[What you should do] Pull out every line of the rows below that contains the word "green", and copy each one in full.

======

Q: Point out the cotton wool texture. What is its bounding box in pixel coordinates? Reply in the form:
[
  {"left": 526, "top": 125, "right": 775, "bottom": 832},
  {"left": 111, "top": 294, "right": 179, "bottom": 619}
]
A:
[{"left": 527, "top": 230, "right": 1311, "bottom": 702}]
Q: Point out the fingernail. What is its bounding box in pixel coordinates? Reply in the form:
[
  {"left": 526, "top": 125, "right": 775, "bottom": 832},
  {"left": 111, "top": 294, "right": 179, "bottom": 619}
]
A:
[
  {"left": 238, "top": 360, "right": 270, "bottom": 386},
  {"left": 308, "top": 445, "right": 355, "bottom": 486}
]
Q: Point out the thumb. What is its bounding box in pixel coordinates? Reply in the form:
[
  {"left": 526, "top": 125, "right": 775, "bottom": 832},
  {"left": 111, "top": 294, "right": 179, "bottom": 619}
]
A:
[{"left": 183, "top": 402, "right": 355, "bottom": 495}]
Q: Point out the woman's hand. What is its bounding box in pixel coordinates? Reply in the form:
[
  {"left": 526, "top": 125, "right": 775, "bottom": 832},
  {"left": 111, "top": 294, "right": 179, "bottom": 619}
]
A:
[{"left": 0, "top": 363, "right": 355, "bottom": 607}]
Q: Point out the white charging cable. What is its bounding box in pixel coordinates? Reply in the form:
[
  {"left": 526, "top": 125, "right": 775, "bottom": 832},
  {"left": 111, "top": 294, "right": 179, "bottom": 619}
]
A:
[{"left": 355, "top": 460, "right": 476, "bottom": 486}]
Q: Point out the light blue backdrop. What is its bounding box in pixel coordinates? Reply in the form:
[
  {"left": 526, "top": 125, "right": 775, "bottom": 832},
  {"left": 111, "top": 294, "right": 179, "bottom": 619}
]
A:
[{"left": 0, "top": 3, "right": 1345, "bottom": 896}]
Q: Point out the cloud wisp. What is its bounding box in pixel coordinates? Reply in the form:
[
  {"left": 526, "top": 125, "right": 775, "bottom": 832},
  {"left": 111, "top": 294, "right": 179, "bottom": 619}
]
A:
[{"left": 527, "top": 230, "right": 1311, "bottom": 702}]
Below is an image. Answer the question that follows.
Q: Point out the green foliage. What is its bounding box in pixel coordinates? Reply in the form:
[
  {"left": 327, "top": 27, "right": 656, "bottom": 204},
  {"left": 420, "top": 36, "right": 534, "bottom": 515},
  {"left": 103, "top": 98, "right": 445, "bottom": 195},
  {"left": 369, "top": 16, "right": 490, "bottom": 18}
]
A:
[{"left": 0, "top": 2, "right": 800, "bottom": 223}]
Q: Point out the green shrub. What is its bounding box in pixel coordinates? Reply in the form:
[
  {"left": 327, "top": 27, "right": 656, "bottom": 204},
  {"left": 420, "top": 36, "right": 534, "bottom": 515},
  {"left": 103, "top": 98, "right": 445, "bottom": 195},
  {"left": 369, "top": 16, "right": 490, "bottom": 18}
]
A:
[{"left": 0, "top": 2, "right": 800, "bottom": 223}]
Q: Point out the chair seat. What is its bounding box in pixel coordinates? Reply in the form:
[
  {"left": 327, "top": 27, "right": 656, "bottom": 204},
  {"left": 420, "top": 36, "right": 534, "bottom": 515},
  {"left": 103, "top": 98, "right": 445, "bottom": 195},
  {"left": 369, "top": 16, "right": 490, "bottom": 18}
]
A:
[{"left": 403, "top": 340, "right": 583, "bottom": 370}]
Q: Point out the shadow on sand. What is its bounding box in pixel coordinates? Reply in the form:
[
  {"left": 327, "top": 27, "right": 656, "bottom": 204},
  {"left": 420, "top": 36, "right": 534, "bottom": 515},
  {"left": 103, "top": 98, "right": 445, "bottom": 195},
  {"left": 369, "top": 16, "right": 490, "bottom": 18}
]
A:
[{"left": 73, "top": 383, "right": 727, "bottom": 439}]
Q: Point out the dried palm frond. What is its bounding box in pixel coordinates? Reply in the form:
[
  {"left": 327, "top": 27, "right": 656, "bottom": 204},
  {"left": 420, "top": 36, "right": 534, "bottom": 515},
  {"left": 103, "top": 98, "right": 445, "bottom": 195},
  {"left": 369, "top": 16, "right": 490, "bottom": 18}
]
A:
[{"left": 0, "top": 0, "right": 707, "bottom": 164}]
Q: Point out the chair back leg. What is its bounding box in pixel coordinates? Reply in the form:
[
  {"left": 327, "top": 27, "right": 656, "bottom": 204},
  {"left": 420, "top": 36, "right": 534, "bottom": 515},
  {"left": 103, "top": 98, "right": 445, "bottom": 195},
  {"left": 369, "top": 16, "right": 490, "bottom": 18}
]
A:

======

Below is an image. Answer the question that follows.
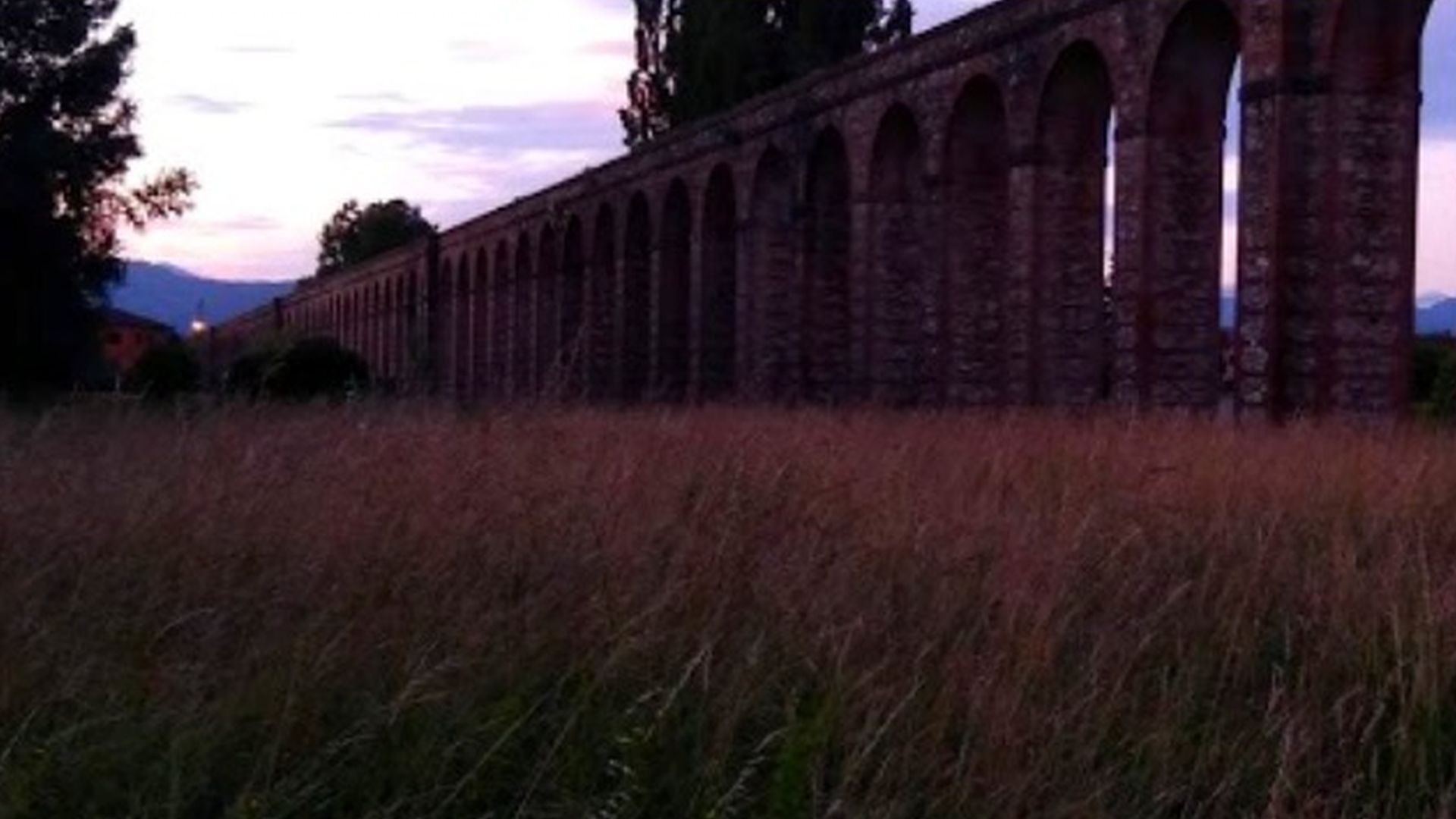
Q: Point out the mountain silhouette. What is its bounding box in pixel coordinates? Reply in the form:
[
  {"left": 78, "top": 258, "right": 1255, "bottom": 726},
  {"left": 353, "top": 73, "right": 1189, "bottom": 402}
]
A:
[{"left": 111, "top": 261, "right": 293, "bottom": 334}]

======

[Solved exercise]
Q: Point out the green foliage. What is its bounding box in pixel coordinates? Reply in the form:
Q: Point out the green shrub. What is its bounding box in pixel coordinates? Reply in the form:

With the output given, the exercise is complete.